SOURCE DOCUMENT START

Section 544(a)(1) places the trustee in the position of "a creditor that extends credit to the debtor at the time of the commencement of the case, and that obtains, at such time and with respect to such credit, a judicial lien [on the debtor's property]." Whether this hypothetical extension of credit to the debtor makes the trustee a purchaser for value is determined by Wisconsin law. In re Fitzpatrick, 29 B.R. 701, 703 (Bankr.W.D.Wis.1983).

In Wisconsin, a judicial lien creditor is not deemed a purchaser for value because "[he has not parted] with any value in reliance on the misleading state of his debtor's title." IFC Collateral Corp. v. Commercial Units, Inc., 51 Wis.2d 41, 49, 186 N.W.2d 214, 217-18 (1971); Fitzpatrick, 29 B.R. at 703. This rule is in accord with the Restatement of Security (1941), which states that "[t]he attaching or levying creditor is not generally considered as one who has given value merely because he obtains by his attachment or levy a lien as a security for his antecedent debt. Such a judgment creditor has not been given security but has taken it by legal process." Id. at 34-35.

Upon the foregoing, it must be concluded that the strong arm power of § 544(a)(1) does not confer on Lentech's trustee the status of a transferee for value. Consequently, the fraudulent conveyance claim *613 of Standard's trustee to the funds in First Wisconsin's possession survived the filing of Lentech's petition, and First Wisconsin's motion to dismiss the complaint of Standard's trustee must be denied.

IV.

SOURCE DOCUMENT END
RAW DATA START

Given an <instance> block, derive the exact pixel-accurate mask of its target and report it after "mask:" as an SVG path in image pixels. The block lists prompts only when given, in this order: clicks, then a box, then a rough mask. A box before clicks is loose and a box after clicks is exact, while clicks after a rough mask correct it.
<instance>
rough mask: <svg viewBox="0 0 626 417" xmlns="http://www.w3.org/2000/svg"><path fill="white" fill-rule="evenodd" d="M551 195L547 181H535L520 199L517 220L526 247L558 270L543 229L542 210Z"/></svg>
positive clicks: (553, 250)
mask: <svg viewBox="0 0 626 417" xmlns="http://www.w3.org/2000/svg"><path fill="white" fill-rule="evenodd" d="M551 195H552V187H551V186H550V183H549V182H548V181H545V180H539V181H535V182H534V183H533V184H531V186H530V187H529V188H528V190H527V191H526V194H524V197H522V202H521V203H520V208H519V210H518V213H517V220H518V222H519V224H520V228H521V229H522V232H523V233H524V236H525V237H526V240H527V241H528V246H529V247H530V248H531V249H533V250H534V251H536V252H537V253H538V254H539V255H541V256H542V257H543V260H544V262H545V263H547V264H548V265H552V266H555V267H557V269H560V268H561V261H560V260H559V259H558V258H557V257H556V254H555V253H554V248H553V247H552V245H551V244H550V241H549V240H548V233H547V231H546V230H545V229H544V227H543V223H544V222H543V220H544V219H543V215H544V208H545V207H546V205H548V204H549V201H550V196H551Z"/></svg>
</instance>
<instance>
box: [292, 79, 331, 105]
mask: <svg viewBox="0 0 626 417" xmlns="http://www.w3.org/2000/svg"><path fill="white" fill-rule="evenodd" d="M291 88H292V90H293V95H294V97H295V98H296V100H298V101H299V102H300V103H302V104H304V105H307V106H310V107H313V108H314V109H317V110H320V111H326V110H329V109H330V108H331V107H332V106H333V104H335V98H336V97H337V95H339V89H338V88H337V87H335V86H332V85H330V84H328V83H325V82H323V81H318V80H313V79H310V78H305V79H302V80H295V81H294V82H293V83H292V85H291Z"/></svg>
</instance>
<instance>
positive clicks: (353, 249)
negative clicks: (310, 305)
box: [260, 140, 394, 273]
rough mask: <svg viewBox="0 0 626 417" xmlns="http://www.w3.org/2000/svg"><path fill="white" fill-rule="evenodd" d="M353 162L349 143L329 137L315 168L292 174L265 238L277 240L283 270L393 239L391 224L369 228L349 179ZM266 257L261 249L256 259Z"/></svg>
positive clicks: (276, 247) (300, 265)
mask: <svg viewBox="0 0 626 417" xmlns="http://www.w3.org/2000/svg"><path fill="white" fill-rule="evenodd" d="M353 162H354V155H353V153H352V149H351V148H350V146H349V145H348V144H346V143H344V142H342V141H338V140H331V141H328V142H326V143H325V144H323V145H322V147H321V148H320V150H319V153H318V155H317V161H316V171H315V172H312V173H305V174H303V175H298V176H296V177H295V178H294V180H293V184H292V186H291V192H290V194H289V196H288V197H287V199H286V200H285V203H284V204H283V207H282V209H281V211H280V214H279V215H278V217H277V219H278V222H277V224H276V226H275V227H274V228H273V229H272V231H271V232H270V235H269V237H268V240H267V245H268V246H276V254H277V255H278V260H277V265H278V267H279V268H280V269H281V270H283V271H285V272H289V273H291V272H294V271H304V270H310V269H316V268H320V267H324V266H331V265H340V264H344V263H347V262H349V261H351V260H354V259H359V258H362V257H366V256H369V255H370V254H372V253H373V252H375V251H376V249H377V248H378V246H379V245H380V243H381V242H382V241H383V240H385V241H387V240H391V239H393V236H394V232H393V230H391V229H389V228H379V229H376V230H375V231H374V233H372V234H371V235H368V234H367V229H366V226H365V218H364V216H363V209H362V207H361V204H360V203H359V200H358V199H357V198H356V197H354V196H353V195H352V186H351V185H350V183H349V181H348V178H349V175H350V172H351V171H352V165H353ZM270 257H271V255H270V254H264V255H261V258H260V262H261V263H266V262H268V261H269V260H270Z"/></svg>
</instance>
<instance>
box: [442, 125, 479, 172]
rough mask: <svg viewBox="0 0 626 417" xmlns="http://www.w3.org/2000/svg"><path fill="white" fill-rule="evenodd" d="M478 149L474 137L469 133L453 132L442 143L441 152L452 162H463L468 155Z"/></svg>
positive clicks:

RAW DATA END

• _INSTRUCTION_:
Transcribe everything in the bankruptcy ruling from "Section 544(a)(1) places" down to "701, 703 (Bankr.W.D.Wis.1983).". None of the entries matter here.

• _SOLUTION_:
Section 544(a)(1) places the trustee in the position of "a creditor that extends credit to the debtor at the time of the commencement of the case, and that obtains, at such time and with respect to such credit, a judicial lien [on the debtor's property]." Whether this hypothetical extension of credit to the debtor makes the trustee a purchaser for value is determined by Wisconsin law. In re Fitzpatrick, 29 B.R. 701, 703 (Bankr.W.D.Wis.1983).